== Provided records
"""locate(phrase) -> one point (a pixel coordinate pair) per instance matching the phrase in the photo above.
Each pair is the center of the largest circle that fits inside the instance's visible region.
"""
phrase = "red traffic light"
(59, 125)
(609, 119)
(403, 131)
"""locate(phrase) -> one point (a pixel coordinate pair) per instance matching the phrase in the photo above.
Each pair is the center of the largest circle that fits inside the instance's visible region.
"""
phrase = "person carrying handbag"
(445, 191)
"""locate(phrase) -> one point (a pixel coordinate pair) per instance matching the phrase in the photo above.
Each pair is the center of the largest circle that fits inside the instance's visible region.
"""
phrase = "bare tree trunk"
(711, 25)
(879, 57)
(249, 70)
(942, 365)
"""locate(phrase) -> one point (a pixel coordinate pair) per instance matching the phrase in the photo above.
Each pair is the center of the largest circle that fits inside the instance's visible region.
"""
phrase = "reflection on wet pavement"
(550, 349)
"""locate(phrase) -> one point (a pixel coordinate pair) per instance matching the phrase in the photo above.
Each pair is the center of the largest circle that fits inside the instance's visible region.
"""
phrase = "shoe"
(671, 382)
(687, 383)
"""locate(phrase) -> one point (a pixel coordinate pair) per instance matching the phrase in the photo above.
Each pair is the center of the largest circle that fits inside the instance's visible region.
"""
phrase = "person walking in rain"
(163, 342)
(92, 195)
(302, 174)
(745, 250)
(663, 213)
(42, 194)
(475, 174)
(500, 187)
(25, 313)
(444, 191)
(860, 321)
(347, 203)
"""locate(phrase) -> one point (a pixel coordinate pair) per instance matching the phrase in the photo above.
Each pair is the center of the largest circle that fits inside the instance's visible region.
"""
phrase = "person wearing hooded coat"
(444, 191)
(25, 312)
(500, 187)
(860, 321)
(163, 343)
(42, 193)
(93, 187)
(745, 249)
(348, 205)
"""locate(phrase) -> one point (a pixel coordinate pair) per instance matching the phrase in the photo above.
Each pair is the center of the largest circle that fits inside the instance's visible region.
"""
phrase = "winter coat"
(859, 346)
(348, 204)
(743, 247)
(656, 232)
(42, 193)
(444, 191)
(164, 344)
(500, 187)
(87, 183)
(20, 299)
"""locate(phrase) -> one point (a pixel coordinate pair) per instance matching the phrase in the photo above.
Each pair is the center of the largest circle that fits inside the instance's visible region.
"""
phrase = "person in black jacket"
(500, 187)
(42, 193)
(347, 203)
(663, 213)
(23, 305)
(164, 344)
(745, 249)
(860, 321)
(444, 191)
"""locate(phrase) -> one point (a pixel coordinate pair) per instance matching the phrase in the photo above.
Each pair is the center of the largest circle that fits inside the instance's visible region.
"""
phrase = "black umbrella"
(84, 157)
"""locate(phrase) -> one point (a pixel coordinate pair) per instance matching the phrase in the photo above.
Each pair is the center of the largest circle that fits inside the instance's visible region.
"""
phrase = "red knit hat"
====
The reply should be a precise retyping of all the data.

"""locate(phrase) -> one point (a pixel coordinate pair) per instance matching the phrase in the photo above.
Each pair is the center of the largest circle that fits inside the instance's visible region.
"""
phrase = "red traffic light"
(59, 125)
(609, 119)
(403, 131)
"""locate(phrase) -> one point (a pixel coordinate pair) per instance matching the phrase in the photo above.
Each pair is the center of the largest circle that fits inside the instance's visible region.
"""
phrase = "person carrying handbag"
(445, 191)
"""locate(phrase) -> one point (a pixel coordinate pair) per instance matching the phrase in the photo above.
Each pair is the center of the largest circle that fits inside the instance's visible region.
"""
phrase = "bare tree trunk"
(711, 25)
(879, 57)
(249, 70)
(942, 365)
"""locate(phrase) -> one point (a pixel coordinate pair) per instance matching the phrase in the photo above.
Each pair is the center of the largest circle that fits inside the instance's visible region.
"""
phrase = "reflection on wet pavement"
(550, 349)
"""locate(phrase) -> one point (a pixel coordinate pair) per instance matching the phrase in the photo above.
Each pair is the center of the largest circle that fits inside the instance's visible region.
"""
phrase = "shoe"
(671, 382)
(687, 383)
"""locate(phrase) -> one point (a pixel coordinate pair) per instance matching the phrase in the photo above.
Each pair is the center of the largest circle that fits inside the instance's visible region.
"""
phrase = "person walking in rain"
(163, 342)
(92, 195)
(302, 174)
(745, 250)
(663, 213)
(42, 194)
(475, 174)
(500, 187)
(25, 313)
(444, 191)
(860, 321)
(347, 203)
"""locate(phrase) -> one point (a pixel coordinate pair) per instance matching the phrase in the photo above.
Each pair is the center of the largest circle that fits inside the instance's visible region.
"""
phrase = "person wearing hooded coat"
(444, 191)
(25, 312)
(500, 187)
(860, 321)
(163, 343)
(42, 193)
(93, 187)
(745, 249)
(348, 205)
"""locate(phrase) -> one point (a pixel coordinate pair) per instance matching the phrase in the photo above.
Each pair is the center of the largest circle that fits inside the instance's visible region.
"""
phrase = "winter coat"
(859, 346)
(348, 204)
(743, 247)
(656, 232)
(42, 193)
(444, 191)
(164, 344)
(500, 187)
(87, 183)
(20, 299)
"""locate(phrase) -> one point (a pixel coordinate pair) per instance matching the phrase in the photo above.
Each pair is the center of the largest circle that fits inside the instance's visible region.
"""
phrase = "person in black jacket"
(500, 187)
(42, 193)
(347, 203)
(663, 213)
(23, 305)
(164, 344)
(745, 249)
(860, 321)
(444, 191)
"""locate(phrase) -> one point (a pixel coordinate pair) per instance matching the phrase in the photo above.
Each pair is the center of the largest circle that fits inside the instance's visible region.
"""
phrase = "black umbrella"
(84, 157)
"""locate(phrase) -> one point (a pixel coordinate pair) per instance matching the phrase in the photo above.
Each pair is the center of the largest circle that fits inside the instance's visible region.
"""
phrase = "red knit hat"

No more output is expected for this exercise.